Extrait du document:
::::

En achetant mon nouveau MBP 2019, j'ai installé Fusion Pro (11.1.0) et Windows 7. Depuis, à chaque fois que je lance Windows, mon MBP ne cesse de ventiler en permanence; ça en devient vraiment insupportable. De plus, la batterie perd 1% de charge par minute. J'avais également un problème de trackpad qui n'était plus reconnu à chaque fois que je fermais l'écran. Bref, ma vie est devenu un enfer car le ventilateur ne cesse de tourner en permanence.

::::

Tâche courte: Poursuivez le message sur le MacBook Pro après sa dernière phrase. La liste n'a aucun lien avec le message sur le MacBook Pro.

Lignes:
::::

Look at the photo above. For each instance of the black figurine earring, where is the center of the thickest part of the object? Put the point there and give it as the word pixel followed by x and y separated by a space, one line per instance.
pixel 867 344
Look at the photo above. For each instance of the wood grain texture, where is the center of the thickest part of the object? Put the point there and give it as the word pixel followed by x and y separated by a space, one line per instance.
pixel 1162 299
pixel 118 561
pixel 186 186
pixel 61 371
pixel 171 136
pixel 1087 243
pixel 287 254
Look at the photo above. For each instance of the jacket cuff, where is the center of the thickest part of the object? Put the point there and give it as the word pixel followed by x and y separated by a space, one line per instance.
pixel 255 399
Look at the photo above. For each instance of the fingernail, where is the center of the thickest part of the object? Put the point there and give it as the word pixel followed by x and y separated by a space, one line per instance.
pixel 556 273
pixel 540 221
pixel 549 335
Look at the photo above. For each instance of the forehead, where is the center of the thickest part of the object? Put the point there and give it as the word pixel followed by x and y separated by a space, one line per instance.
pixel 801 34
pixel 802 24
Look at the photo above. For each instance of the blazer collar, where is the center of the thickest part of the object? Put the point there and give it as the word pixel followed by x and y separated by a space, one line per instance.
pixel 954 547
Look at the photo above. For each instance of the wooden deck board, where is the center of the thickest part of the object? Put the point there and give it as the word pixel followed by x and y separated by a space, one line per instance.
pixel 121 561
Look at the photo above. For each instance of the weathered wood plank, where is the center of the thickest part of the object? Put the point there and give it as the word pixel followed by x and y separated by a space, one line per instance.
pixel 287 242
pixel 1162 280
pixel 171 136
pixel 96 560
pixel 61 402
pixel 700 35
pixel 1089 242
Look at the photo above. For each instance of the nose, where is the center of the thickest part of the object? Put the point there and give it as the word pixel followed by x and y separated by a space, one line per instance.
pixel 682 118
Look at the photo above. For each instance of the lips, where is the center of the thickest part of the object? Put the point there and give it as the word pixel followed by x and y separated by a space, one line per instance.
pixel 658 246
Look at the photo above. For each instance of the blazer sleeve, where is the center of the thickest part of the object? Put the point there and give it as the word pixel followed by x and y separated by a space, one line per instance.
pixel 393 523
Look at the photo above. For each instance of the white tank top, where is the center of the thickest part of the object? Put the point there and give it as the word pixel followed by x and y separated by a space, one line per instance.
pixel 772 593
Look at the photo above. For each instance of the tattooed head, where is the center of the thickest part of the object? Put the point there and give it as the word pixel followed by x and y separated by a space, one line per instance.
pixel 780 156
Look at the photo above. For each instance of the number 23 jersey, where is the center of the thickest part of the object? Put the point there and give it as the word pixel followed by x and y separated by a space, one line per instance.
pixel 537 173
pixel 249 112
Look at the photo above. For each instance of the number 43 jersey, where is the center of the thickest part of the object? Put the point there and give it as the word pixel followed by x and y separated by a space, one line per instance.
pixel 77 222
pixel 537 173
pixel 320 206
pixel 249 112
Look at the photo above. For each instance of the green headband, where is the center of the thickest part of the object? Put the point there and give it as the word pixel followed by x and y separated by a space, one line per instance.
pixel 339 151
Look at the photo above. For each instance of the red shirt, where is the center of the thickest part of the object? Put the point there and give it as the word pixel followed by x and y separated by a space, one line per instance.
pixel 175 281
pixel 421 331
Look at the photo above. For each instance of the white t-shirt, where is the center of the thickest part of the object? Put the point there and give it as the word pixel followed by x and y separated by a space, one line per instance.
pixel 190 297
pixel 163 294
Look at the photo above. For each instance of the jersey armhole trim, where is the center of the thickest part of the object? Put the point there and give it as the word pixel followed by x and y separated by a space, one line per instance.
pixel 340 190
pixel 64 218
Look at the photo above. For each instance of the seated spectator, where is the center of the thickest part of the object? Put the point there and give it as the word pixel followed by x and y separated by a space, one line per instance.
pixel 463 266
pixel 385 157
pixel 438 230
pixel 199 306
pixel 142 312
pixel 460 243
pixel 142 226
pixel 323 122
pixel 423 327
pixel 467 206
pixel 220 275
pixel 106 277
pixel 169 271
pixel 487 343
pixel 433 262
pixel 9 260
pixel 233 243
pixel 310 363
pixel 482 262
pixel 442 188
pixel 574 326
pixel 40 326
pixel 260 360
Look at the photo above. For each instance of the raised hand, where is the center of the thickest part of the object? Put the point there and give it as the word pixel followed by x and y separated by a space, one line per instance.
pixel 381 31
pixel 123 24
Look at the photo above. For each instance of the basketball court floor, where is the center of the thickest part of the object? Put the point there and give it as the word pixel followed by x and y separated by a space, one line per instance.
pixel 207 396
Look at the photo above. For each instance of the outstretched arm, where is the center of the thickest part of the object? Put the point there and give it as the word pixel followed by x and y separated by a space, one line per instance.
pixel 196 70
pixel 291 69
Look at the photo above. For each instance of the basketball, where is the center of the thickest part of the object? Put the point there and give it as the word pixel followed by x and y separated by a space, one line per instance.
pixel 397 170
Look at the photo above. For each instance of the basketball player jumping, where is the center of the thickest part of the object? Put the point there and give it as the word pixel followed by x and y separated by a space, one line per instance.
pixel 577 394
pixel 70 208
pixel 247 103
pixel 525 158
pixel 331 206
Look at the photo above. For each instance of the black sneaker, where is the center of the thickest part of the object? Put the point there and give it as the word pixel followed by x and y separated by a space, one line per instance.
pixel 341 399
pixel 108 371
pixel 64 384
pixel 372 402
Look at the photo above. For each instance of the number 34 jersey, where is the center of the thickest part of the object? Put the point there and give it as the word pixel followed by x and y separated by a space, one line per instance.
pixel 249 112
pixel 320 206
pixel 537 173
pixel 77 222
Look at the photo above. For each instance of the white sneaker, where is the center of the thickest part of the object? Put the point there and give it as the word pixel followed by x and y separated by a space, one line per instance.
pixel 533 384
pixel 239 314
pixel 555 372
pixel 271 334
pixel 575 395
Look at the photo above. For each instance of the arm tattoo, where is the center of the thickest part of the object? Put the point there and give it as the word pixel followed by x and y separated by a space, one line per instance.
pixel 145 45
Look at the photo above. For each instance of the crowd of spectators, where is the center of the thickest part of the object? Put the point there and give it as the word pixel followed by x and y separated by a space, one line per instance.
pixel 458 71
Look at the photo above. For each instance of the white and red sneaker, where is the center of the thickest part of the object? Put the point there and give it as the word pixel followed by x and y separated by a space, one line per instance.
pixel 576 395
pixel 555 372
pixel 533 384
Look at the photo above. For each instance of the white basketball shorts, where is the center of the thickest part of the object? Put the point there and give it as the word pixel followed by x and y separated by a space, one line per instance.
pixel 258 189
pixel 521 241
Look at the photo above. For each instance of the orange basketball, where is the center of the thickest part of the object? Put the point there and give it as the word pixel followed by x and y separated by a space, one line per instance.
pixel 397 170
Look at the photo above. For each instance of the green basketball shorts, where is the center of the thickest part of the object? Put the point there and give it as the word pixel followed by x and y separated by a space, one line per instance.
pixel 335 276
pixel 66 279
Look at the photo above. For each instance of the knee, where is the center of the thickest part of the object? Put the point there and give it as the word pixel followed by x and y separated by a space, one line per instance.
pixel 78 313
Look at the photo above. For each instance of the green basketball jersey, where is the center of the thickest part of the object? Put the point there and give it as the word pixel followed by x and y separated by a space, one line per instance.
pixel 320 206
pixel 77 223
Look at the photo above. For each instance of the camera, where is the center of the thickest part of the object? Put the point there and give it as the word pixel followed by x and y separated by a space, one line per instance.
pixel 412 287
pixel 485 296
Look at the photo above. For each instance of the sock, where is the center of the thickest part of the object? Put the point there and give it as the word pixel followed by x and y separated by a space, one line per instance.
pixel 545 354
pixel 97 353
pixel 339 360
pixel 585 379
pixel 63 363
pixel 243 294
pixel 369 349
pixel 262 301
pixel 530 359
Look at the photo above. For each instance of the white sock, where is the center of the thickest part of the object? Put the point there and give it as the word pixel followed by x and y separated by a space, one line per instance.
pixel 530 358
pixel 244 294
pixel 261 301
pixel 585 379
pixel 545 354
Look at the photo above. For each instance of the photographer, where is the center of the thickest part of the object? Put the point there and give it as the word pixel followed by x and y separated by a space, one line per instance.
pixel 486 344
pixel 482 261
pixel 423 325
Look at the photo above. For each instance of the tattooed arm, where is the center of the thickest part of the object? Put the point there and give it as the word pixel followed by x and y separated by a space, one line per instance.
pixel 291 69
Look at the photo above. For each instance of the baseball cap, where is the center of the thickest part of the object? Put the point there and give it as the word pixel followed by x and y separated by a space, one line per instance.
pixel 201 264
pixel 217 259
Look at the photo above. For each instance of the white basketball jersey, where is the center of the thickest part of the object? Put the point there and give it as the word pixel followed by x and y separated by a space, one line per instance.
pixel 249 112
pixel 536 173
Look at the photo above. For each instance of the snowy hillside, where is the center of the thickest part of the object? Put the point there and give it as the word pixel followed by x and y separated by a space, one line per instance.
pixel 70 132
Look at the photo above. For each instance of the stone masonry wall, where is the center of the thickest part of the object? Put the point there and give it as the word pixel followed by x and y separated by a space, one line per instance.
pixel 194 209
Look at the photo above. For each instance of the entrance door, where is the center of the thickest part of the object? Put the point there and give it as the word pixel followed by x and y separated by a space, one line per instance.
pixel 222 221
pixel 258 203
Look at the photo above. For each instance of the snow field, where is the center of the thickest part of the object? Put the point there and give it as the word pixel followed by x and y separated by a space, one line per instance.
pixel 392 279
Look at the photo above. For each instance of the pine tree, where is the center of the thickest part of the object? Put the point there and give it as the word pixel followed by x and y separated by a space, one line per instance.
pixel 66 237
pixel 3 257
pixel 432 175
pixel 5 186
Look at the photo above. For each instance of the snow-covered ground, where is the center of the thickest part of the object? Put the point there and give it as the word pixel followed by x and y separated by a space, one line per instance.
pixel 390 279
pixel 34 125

::::

Résultat de la tâche:
Que dois-je faire? J'ai contacté Apple qui me dit qu'il y a un problème avec ma batterie qui ne tiendra pas plus de 2 ans à ce rythme mais je n'avais pas encore compris que cela provenait du logiciel Vm Ware Fusion. Je suis dans une telle impasse que j'ai même pensé à l'éventualité de repasser sous Windows (alors que j'ai des iPhones, tablettes, iMac...) ou j'ai également pensé au changement de logiciel professionnelle mais il faudrait pour cela payer quelqu'un pour rentrer les 20 000 consultations effectuées jusqu'à présent. Un gouffre!
Si vous avez des adresses de personnes capables de régler le problème je suis preneur!

Merci d'avance!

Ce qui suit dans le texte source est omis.